[Entries taken from a collection]
# # # #

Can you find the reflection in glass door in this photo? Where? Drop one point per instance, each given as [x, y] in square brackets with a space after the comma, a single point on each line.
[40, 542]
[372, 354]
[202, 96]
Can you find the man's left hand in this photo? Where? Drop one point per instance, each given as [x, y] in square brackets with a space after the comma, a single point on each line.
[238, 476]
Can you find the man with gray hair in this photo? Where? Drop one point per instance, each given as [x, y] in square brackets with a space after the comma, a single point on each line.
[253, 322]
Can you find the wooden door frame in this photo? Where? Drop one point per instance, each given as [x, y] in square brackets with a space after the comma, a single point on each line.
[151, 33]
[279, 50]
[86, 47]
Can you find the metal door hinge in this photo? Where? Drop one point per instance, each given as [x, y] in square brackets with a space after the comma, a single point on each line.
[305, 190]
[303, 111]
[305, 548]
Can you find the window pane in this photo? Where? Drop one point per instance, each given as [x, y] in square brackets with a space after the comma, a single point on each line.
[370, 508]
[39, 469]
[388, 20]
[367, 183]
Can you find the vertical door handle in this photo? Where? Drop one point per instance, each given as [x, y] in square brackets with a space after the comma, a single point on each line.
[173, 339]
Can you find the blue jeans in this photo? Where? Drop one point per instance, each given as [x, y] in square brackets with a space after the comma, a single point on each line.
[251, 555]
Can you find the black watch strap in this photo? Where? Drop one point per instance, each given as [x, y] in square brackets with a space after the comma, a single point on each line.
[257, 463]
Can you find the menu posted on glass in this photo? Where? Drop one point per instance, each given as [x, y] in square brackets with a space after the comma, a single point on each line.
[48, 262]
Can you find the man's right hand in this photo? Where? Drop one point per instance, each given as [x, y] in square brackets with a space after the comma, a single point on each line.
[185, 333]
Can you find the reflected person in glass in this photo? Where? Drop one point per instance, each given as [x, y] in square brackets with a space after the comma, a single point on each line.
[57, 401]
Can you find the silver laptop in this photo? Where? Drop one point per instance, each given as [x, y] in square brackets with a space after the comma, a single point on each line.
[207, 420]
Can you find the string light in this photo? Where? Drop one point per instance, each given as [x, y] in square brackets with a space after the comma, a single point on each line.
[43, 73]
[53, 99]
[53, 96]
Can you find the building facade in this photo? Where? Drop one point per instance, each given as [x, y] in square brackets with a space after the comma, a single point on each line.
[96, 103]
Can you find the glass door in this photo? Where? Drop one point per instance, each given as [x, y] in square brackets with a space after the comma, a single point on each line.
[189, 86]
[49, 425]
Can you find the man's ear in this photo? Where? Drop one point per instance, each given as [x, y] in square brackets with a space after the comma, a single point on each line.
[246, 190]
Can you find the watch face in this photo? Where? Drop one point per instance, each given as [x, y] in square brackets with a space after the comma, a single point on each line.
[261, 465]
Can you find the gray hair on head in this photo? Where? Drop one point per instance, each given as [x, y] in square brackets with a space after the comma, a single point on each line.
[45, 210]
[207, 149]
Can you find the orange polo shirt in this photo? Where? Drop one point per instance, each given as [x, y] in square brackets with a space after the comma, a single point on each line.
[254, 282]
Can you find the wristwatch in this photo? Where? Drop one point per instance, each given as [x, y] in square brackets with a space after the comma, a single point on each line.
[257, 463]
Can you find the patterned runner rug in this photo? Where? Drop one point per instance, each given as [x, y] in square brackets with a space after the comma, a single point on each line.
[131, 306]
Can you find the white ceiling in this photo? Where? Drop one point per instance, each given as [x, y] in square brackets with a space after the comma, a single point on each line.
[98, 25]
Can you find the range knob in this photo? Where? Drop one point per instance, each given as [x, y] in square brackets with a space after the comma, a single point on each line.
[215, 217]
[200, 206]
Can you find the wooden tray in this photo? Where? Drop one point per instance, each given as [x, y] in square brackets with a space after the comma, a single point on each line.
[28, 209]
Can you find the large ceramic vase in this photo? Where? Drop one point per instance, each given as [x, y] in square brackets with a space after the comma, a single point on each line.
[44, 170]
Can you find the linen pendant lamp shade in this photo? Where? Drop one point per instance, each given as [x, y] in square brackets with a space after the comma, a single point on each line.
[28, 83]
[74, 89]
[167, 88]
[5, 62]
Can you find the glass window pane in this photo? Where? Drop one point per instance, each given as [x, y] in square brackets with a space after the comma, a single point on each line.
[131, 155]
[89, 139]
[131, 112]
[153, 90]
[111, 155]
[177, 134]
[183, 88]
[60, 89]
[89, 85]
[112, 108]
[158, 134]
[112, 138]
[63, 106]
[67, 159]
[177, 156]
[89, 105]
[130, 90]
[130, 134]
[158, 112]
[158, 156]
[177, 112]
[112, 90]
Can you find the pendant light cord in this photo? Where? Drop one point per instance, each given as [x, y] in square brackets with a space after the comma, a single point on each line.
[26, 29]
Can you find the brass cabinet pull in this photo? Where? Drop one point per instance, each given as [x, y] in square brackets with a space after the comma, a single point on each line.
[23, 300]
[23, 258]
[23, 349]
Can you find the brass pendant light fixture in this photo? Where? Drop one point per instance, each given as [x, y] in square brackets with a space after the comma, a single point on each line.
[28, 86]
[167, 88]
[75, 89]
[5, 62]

# # # #

**Instructions for the task:** Reproduce each entry word for word.

**Solved exercise:**
Can you find the reflection in glass door in this photo? Where? Drop one point per instance, each given as [x, y] in square brackets with a space after the comma, a single point on each line.
[40, 542]
[372, 354]
[202, 96]
Can you find the man's left hand in this photo? Where? Drop one point per instance, each given as [x, y] in square brackets with a space after the comma, a single point on each line.
[238, 476]
Can you find the man with gray hair in this photo? Where? Drop one point per instance, each given as [x, y] in square brackets with a space after the comma, a single point on each line.
[253, 322]
Can you find the wooden door frame in this photo? Where? Drop one point per instance, each given as [x, y] in square brackets with a space after the comma, a single point on each line.
[151, 33]
[279, 50]
[86, 47]
Can you find the metal door hinge in this photo? Where? Drop one point per instance, each given as [x, y] in square brackets with a space after the comma, a single point on each line.
[305, 190]
[303, 111]
[305, 548]
Can you find the window pane in this photo? Where? Drop one point per instance, each given as [x, y] in square brackets with a space after the comma, a single point on each line.
[370, 508]
[39, 469]
[388, 20]
[367, 183]
Can you find the vertical door handle in this photo? Where? Drop one point per instance, each given as [x, y] in square brackets with a space after the comma, a single point on each line.
[173, 339]
Can you find the blue jeans in this photo? Where? Drop one point per instance, each given as [x, y] in square brackets with a space after the comma, a single point on each line.
[251, 555]
Can you find the black watch strap in this photo? Where? Drop one point per instance, each given as [x, y] in square brackets with a space after the comma, a single point on each line.
[257, 463]
Can you find the menu posted on glass in this photo? Where? Drop one point per instance, each given as [x, y] in square brackets with a space after the comma, a single point on each line.
[48, 262]
Can you find the man's right hand in this photo? Where? Drop one point per instance, each given as [x, y] in square brackets with a space after the comma, a single point on each line.
[185, 333]
Can you find the reflected person in glass in this photo? Where? Drop one point per instance, each given as [x, y] in square brackets with a space after the comma, a single point on each line.
[57, 401]
Can you find the silver laptop in this photo? Where? Drop one point per instance, each given as [x, y] in square brackets with a space after the comma, a single point on each line.
[207, 420]
Can you find the string light in this photo? Where? Drop one point per instance, each given as [x, y] in square brackets with a space after the comma, a single point on each line.
[43, 73]
[53, 99]
[53, 96]
Can you find the building facade in this photo? Where? Drop one point per instance, each given as [x, y] in square brackets with a space after the comma, a single point on each line.
[96, 103]
Can you find the glass door in this photo? Where? Drop one point per instance, each given as [x, y] in square brackets with a space after the comma, a single point on each line.
[189, 86]
[49, 425]
Can you find the man's ear in this photo? Where? Drop one point per instance, each given as [x, y] in square brackets with a space after the comma, a single point on each line.
[246, 190]
Can you find the watch face in this photo? Where? Drop one point per instance, each given as [x, y] in square brackets with a space after the comma, a single point on each line.
[261, 465]
Can you find the gray hair on head in this photo? Where? Drop one point per instance, each given as [x, y] in square brackets with a space after the comma, a single point on each line.
[45, 210]
[207, 149]
Can you find the orange polo shirt in this photo? Where? Drop one point per instance, each given as [x, y] in square brackets with a space after the comma, a single point on each line.
[254, 282]
Can you find the wristwatch in this photo? Where? Drop one point per instance, each given as [x, y] in square brackets with a space after the comma, a single point on each line.
[257, 463]
Can you find the patterned runner rug in this photo? Where? Drop one point per instance, each given as [x, y] in square brackets with a space after the comma, a single point on each line.
[131, 306]
Can you find the white ceiling in this photo? Where? Drop one point per instance, each given as [x, y] in square brackets with a space after the comma, a single point on each line.
[98, 25]
Can you find the range knob in this photo? Where? Drop one point per instance, each given as [x, y] in square brackets with a space after the comma, a single point on each line.
[215, 217]
[200, 206]
Can you find the wooden tray in this photo? Where? Drop one point per instance, each given as [x, y] in square brackets with a space after the comma, a single point on each line.
[28, 209]
Can you find the large ceramic vase in this photo? Where? Drop one point per instance, each given as [x, y] in square brackets with a space after the comma, a single point on each line.
[44, 170]
Can you find the linen pendant lamp shade in this photo? Where? Drop one point per instance, each given as [x, y] in square brackets with a space after the comma, a single point on each line.
[28, 83]
[74, 89]
[167, 88]
[5, 62]
Can you find the glass window pane in this photo? Where? Drop one point per instance, each given as [x, y] in square brackets with a space after the comma, a single point on each line.
[131, 155]
[89, 139]
[131, 112]
[153, 90]
[111, 155]
[177, 134]
[183, 88]
[60, 89]
[89, 85]
[112, 108]
[158, 134]
[112, 138]
[63, 106]
[67, 159]
[177, 156]
[89, 105]
[130, 90]
[130, 134]
[158, 112]
[158, 156]
[177, 112]
[112, 90]
Can you find the pendant light cord in this photo? Where? Drop one point per instance, each given as [x, y] in square brackets with a space after the comma, a single point on each line.
[26, 29]
Can you find the brass cabinet pull in this photo? Where? Drop one point per instance, each given as [x, y] in square brackets with a space after the comma, a single point on each line.
[23, 300]
[23, 258]
[23, 349]
Can you find the brass pendant light fixture in this photo? Where? Drop one point per instance, each given as [x, y] in square brackets with a space after the comma, a single point on each line.
[28, 86]
[167, 88]
[75, 89]
[5, 62]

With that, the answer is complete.